What is needed:
Check which lines in the records hold "below" and report how many there are, with no other text.

Recorded data:

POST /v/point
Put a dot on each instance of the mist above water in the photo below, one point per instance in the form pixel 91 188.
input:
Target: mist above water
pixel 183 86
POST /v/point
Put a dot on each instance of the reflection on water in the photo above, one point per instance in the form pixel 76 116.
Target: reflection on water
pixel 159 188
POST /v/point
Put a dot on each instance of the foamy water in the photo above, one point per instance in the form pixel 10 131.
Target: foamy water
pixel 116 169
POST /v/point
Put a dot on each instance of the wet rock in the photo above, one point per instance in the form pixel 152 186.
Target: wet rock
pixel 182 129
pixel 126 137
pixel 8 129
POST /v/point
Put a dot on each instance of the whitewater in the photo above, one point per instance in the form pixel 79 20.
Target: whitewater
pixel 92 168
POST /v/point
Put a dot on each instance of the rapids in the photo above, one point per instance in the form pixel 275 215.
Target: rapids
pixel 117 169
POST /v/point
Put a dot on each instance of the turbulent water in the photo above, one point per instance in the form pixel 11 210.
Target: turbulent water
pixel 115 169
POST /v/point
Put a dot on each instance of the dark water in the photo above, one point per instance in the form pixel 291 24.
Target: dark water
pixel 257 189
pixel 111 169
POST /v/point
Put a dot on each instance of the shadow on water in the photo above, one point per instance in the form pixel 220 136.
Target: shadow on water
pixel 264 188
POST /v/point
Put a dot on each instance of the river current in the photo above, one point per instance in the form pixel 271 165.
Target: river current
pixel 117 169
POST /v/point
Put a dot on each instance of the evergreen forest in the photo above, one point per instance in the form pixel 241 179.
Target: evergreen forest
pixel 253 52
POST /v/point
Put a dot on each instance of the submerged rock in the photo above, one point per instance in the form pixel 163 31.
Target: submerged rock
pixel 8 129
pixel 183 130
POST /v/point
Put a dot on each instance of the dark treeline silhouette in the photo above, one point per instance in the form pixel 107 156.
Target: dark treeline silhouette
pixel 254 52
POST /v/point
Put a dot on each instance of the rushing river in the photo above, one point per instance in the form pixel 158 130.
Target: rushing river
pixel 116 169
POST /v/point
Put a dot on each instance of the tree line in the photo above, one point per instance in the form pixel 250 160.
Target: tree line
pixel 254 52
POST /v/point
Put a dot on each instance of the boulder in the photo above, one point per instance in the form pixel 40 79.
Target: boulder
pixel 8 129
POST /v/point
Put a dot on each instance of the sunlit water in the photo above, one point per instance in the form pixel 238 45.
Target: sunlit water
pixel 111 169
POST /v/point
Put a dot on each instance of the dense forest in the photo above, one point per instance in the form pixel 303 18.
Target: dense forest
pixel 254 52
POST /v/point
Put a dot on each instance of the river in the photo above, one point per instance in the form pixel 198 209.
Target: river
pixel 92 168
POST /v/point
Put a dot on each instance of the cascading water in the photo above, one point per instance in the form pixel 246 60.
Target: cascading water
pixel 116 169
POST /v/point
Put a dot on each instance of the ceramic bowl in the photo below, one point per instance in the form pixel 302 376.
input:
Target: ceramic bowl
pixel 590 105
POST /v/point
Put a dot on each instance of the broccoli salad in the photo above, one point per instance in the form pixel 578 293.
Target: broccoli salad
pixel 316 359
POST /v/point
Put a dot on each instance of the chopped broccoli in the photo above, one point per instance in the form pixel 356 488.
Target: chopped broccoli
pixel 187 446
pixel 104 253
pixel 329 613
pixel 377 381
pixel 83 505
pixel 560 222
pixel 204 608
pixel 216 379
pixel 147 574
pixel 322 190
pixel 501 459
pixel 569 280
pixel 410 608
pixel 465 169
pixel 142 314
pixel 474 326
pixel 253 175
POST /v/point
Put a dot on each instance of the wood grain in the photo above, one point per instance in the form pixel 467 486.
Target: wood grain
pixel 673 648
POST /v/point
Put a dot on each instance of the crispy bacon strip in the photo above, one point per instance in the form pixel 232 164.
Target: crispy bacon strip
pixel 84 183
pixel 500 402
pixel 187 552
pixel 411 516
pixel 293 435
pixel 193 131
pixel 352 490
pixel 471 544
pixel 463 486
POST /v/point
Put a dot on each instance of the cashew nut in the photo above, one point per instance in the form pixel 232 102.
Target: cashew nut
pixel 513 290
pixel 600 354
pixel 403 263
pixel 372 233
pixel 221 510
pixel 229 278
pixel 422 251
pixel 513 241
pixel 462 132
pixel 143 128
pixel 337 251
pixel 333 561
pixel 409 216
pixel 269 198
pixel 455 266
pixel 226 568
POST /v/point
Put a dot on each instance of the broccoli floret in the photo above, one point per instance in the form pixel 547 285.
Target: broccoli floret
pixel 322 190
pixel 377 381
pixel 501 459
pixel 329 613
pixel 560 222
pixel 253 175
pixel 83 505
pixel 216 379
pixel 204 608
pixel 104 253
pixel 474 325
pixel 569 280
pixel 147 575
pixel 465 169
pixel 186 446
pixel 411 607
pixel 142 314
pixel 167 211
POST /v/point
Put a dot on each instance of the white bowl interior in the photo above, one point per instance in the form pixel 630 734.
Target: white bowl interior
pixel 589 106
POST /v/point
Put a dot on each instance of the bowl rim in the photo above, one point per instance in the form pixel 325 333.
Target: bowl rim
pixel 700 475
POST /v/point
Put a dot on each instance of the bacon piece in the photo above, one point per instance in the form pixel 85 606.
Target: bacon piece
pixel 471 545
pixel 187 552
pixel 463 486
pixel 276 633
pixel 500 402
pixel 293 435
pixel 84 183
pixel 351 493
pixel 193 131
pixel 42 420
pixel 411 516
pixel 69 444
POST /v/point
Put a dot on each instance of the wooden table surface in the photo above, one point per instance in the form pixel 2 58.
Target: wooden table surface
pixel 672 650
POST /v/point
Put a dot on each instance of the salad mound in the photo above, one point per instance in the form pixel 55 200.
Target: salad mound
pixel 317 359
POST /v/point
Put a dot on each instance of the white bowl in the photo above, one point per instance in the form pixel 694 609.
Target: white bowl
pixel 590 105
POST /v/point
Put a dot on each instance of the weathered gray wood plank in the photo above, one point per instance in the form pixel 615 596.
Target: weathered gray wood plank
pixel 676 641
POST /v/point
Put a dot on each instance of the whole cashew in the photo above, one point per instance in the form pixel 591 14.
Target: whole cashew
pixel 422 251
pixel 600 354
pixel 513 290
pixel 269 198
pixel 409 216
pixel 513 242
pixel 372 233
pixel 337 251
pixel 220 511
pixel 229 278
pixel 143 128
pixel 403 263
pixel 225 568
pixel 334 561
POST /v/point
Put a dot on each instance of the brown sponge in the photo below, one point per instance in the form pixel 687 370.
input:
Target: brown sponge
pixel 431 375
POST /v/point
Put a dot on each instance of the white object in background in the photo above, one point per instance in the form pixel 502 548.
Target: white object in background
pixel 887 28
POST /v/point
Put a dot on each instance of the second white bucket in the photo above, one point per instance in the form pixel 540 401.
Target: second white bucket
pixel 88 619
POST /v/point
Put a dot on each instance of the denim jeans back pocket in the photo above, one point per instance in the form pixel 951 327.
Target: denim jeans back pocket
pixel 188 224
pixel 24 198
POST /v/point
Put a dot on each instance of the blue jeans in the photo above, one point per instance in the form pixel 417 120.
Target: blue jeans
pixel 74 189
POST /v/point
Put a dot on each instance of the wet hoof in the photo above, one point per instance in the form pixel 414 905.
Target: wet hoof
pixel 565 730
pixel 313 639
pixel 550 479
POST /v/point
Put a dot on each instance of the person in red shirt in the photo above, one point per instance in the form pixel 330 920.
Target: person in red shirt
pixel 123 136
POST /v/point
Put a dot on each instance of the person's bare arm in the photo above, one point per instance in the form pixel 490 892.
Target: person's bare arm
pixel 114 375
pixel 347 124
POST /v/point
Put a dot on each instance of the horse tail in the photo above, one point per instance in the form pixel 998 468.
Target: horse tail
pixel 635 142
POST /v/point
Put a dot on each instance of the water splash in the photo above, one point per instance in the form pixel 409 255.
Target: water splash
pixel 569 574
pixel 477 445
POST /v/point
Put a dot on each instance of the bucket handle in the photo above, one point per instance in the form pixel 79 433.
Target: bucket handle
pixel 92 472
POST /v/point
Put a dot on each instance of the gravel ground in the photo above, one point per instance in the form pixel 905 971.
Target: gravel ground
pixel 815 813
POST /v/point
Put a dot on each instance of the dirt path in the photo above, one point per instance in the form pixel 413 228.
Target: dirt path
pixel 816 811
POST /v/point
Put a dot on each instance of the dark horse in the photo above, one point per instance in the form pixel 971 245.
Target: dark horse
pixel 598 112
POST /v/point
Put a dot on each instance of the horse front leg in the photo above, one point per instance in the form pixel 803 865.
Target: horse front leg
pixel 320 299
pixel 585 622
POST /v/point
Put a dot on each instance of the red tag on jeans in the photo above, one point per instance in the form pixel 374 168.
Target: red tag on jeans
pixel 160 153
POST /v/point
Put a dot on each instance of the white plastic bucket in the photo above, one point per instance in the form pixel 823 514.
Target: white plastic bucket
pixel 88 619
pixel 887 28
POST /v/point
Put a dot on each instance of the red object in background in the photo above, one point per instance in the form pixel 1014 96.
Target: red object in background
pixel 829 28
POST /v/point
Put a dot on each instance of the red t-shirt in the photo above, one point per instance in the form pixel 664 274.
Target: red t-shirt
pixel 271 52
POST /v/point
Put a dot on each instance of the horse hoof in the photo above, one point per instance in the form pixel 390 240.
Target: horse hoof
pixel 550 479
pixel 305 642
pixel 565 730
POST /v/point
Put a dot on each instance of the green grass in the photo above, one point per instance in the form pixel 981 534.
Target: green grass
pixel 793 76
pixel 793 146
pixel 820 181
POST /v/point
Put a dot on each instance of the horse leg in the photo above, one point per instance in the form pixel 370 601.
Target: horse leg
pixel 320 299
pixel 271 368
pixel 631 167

Response to this task:
3